- [PROBLEM DETAILS]: Omit every picture, then return each line of the data below exactly.
======== THE RECORDS
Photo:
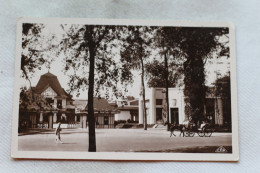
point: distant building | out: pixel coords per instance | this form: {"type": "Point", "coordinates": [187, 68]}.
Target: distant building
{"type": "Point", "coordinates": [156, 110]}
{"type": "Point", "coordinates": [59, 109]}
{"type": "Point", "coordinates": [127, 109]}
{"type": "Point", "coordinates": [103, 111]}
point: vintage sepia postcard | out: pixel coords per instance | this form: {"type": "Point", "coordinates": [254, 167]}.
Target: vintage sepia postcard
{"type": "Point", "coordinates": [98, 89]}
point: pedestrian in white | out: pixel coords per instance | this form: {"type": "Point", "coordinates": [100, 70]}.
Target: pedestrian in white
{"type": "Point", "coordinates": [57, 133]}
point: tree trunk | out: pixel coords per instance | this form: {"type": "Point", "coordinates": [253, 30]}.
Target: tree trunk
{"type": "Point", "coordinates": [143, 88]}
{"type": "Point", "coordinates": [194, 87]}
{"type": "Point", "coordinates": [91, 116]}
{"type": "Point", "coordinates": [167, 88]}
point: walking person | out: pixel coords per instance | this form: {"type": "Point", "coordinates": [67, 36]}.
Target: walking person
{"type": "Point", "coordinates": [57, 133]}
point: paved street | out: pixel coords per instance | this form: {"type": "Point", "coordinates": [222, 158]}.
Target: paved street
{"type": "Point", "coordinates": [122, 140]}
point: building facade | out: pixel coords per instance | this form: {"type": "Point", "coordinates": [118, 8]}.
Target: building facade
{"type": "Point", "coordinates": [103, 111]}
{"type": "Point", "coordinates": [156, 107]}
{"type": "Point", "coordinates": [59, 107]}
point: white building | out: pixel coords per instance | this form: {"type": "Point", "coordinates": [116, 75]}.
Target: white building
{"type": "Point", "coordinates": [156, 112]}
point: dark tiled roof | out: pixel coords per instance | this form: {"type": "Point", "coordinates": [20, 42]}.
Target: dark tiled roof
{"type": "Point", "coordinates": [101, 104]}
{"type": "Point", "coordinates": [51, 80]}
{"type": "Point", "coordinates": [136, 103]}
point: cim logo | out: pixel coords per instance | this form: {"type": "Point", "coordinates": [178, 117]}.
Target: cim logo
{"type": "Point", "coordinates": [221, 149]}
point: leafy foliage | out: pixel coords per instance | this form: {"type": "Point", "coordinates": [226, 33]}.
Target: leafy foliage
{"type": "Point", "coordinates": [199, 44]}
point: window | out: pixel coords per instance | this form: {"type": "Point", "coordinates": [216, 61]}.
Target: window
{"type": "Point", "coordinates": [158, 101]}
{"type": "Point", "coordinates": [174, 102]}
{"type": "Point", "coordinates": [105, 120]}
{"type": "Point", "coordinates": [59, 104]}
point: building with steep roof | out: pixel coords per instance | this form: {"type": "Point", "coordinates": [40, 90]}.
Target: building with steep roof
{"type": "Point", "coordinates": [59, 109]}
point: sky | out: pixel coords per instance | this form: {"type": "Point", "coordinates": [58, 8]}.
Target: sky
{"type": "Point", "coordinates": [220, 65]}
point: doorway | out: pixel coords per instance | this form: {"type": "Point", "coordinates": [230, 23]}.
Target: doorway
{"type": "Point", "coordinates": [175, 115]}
================
- [TASK SOLUTION]:
Photo:
point: distant building | out: pixel coords per instance | this form: {"type": "Point", "coordinates": [187, 68]}.
Target: distant building
{"type": "Point", "coordinates": [156, 110]}
{"type": "Point", "coordinates": [59, 109]}
{"type": "Point", "coordinates": [127, 109]}
{"type": "Point", "coordinates": [103, 111]}
point: vintage sepia postcard | out: pixel coords per instance | this form: {"type": "Point", "coordinates": [254, 167]}.
Target: vintage sepia postcard
{"type": "Point", "coordinates": [98, 89]}
point: pedestrian in white | out: pixel coords per instance | this form: {"type": "Point", "coordinates": [100, 70]}.
Target: pedestrian in white
{"type": "Point", "coordinates": [57, 133]}
point: tree trunk | out: pixel coords per instance | this form: {"type": "Point", "coordinates": [253, 30]}.
Target: tree trunk
{"type": "Point", "coordinates": [143, 88]}
{"type": "Point", "coordinates": [194, 87]}
{"type": "Point", "coordinates": [91, 116]}
{"type": "Point", "coordinates": [167, 88]}
point: walking person | out: pixel coords per instance | this form: {"type": "Point", "coordinates": [67, 36]}.
Target: walking person
{"type": "Point", "coordinates": [57, 133]}
point: paved street | out: pixel coords per instance | this form: {"type": "Point", "coordinates": [222, 158]}.
Target: paved street
{"type": "Point", "coordinates": [122, 140]}
point: building facade | out: pixel coords per instance | this form: {"type": "Point", "coordinates": [118, 8]}.
Target: building facade
{"type": "Point", "coordinates": [103, 111]}
{"type": "Point", "coordinates": [156, 107]}
{"type": "Point", "coordinates": [59, 107]}
point: white building | out: pixel coords per instance | this form: {"type": "Point", "coordinates": [116, 75]}.
Target: white building
{"type": "Point", "coordinates": [156, 112]}
point: dark tiled roof | out: pixel coords per instance | this form: {"type": "Point", "coordinates": [20, 42]}.
Target: dark tiled roof
{"type": "Point", "coordinates": [101, 104]}
{"type": "Point", "coordinates": [51, 80]}
{"type": "Point", "coordinates": [136, 103]}
point: cim logo | out: pixel coords per instance | this form: {"type": "Point", "coordinates": [178, 117]}.
Target: cim logo
{"type": "Point", "coordinates": [221, 149]}
point: leafy foliage | out: pixel coords per instance | this form: {"type": "Point", "coordinates": [226, 33]}.
Target: leafy foliage
{"type": "Point", "coordinates": [199, 44]}
point: window | out: pixel coords per instance | this form: {"type": "Point", "coordinates": [216, 61]}.
Target: window
{"type": "Point", "coordinates": [158, 101]}
{"type": "Point", "coordinates": [174, 102]}
{"type": "Point", "coordinates": [105, 120]}
{"type": "Point", "coordinates": [59, 104]}
point: building with steep roof | out: pixel coords per instance | this form: {"type": "Point", "coordinates": [40, 90]}.
Target: building with steep roof
{"type": "Point", "coordinates": [59, 109]}
point: sky | out: pixel coords per instance | this form: {"type": "Point", "coordinates": [58, 8]}.
Target: sky
{"type": "Point", "coordinates": [220, 65]}
point: doorway | out: pixel coords per instance | this form: {"type": "Point", "coordinates": [230, 23]}.
Target: doorway
{"type": "Point", "coordinates": [175, 115]}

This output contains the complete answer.